▶ **What the task requires**
Scan the data below. Pull out each line where "ball" occurs.

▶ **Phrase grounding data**
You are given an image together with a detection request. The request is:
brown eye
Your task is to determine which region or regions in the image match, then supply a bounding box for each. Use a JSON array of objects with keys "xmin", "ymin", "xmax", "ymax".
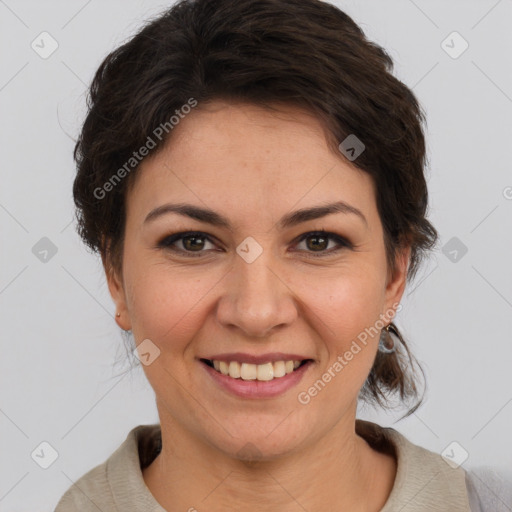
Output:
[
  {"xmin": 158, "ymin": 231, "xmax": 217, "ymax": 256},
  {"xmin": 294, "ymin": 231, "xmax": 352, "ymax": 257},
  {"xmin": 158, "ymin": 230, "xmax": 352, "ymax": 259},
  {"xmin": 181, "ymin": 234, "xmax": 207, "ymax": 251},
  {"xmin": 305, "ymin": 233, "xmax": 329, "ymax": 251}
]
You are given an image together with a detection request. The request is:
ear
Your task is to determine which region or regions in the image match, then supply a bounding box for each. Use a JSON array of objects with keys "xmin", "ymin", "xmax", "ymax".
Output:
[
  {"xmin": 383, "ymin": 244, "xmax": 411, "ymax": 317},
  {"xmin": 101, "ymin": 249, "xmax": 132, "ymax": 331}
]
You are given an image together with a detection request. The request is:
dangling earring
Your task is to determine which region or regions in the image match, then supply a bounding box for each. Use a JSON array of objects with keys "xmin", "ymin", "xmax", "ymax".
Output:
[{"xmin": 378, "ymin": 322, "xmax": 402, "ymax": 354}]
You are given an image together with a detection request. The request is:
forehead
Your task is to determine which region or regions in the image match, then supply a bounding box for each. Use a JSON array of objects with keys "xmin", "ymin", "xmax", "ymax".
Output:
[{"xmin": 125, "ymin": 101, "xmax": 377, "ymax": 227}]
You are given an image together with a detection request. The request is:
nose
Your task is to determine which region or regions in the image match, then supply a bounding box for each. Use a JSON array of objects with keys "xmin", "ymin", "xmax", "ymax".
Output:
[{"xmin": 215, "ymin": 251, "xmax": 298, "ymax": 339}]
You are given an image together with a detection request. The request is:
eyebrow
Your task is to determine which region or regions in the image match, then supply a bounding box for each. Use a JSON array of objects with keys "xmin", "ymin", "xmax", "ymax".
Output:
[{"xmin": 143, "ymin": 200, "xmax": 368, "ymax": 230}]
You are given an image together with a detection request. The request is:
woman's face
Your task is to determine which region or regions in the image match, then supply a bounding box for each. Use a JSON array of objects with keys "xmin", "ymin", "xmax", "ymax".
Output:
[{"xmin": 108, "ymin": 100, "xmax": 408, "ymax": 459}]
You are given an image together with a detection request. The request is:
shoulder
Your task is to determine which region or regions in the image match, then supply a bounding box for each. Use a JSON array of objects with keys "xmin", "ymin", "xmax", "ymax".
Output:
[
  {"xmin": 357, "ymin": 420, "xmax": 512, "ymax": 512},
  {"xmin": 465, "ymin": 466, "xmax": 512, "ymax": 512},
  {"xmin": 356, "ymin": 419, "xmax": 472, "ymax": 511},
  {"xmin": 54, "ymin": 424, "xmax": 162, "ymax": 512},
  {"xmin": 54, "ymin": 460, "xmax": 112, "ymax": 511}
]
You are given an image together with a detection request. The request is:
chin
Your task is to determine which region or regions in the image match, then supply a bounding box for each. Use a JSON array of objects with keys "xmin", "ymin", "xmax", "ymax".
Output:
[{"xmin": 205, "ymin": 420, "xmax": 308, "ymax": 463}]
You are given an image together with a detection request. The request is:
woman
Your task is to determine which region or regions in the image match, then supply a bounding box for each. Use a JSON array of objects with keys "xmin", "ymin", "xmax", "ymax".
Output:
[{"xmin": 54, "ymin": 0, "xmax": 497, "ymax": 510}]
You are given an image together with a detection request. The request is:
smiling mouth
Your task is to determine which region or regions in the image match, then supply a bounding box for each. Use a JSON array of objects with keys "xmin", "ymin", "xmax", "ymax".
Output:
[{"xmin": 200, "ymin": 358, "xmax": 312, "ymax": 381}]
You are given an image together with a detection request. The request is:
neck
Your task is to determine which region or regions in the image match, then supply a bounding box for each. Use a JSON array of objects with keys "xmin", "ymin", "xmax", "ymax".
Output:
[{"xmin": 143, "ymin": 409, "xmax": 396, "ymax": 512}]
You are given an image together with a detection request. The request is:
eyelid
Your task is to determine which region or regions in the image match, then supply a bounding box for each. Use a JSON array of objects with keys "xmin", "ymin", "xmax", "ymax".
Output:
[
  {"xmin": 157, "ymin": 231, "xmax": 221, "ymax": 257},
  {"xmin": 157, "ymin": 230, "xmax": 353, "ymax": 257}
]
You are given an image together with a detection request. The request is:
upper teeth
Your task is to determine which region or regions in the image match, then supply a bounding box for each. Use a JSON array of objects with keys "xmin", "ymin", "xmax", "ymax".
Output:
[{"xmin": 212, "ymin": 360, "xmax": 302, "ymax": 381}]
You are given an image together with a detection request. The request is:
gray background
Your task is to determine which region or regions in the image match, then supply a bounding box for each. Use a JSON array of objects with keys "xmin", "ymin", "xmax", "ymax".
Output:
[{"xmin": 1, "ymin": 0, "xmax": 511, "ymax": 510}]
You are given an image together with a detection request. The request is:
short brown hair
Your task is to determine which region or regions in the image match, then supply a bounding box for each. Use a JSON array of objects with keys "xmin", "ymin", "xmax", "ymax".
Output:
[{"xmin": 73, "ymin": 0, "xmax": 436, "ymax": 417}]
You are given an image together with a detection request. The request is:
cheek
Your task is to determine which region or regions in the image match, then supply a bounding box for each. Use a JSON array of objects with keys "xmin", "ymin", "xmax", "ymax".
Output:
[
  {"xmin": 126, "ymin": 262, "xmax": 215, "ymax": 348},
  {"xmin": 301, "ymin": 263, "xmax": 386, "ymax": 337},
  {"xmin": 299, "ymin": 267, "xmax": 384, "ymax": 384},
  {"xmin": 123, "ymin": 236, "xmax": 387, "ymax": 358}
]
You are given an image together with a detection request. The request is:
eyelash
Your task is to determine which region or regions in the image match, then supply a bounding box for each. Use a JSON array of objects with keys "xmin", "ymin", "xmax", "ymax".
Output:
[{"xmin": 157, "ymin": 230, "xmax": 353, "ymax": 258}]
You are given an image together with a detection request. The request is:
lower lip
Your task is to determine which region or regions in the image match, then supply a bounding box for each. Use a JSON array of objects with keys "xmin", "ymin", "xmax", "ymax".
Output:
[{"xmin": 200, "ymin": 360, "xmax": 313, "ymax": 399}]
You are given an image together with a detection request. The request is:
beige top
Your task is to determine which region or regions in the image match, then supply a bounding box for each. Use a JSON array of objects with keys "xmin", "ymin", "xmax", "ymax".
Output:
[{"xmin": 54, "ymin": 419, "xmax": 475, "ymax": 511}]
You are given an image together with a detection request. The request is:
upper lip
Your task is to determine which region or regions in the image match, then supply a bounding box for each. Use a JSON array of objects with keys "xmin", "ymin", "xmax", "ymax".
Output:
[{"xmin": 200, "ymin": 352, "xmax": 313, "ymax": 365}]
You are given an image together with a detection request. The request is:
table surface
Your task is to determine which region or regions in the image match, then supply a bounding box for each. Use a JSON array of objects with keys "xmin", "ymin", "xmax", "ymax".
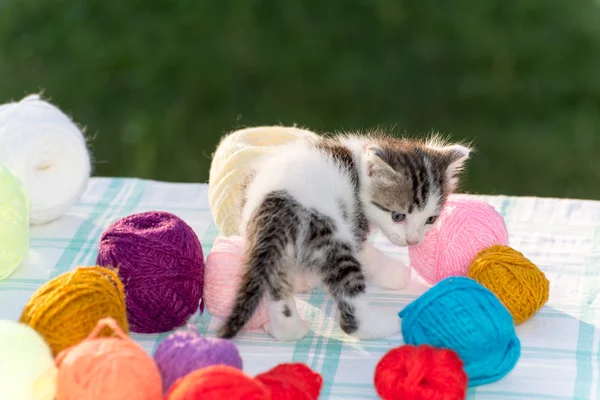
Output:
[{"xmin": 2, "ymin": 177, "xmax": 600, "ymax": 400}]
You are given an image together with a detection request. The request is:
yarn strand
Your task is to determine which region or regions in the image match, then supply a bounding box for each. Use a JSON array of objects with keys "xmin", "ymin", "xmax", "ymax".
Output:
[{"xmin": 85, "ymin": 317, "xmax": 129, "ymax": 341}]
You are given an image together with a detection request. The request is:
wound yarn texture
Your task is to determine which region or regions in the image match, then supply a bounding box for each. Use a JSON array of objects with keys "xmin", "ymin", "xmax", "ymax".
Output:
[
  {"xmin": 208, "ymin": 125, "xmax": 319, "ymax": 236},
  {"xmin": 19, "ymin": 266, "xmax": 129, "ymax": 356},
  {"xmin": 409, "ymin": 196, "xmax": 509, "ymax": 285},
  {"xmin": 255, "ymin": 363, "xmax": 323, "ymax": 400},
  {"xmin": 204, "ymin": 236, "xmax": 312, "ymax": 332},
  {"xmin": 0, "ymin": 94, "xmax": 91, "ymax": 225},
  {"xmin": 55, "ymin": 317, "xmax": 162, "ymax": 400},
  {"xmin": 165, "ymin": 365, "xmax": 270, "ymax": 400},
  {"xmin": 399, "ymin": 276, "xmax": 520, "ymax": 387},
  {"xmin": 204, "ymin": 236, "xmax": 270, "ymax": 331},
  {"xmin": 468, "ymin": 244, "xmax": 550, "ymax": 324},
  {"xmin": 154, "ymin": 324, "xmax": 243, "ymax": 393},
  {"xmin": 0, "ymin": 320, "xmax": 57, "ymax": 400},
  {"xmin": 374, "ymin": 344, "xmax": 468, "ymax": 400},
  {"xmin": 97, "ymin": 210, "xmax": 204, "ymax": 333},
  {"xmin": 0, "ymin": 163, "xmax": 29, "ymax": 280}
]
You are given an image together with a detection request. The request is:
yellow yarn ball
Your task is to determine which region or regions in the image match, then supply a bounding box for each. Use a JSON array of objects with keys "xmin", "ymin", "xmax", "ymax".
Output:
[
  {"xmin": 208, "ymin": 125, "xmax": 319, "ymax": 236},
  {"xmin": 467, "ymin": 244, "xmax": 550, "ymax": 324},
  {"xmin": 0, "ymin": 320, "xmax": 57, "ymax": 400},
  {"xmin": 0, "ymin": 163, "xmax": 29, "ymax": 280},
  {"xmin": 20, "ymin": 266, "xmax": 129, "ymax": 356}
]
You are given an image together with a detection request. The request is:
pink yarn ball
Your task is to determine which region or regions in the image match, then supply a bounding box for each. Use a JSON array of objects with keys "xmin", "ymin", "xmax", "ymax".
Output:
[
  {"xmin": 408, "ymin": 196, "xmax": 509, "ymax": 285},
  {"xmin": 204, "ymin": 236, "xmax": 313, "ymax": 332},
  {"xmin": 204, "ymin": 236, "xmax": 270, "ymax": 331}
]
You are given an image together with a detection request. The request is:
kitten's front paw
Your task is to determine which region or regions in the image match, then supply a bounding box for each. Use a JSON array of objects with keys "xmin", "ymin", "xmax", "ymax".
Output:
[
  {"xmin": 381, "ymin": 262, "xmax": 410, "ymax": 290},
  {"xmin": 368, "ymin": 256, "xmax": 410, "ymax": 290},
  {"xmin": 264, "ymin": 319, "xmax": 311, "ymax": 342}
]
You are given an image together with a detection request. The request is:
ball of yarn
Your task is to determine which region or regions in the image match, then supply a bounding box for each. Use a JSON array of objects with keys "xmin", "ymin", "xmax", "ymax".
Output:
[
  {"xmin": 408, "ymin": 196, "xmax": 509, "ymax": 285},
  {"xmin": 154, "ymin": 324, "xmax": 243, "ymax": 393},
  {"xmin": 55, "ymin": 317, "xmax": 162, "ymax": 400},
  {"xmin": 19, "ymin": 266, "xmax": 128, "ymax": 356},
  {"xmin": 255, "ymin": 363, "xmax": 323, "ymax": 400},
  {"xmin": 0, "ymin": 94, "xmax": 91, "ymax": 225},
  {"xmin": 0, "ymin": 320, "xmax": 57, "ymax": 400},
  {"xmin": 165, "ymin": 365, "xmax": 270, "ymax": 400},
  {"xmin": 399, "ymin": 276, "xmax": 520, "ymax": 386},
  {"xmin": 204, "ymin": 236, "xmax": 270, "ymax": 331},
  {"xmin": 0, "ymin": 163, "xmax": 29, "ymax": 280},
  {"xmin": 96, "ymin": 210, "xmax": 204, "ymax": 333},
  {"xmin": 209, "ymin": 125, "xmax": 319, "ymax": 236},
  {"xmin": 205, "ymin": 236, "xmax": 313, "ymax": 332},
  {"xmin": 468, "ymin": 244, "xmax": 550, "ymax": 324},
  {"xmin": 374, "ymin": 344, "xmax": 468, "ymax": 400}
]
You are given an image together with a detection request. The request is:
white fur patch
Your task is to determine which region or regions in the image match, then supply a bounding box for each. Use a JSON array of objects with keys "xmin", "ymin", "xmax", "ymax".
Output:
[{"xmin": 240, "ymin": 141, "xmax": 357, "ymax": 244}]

▶ **Written answer**
yellow yarn ball
pink yarn ball
ball of yarn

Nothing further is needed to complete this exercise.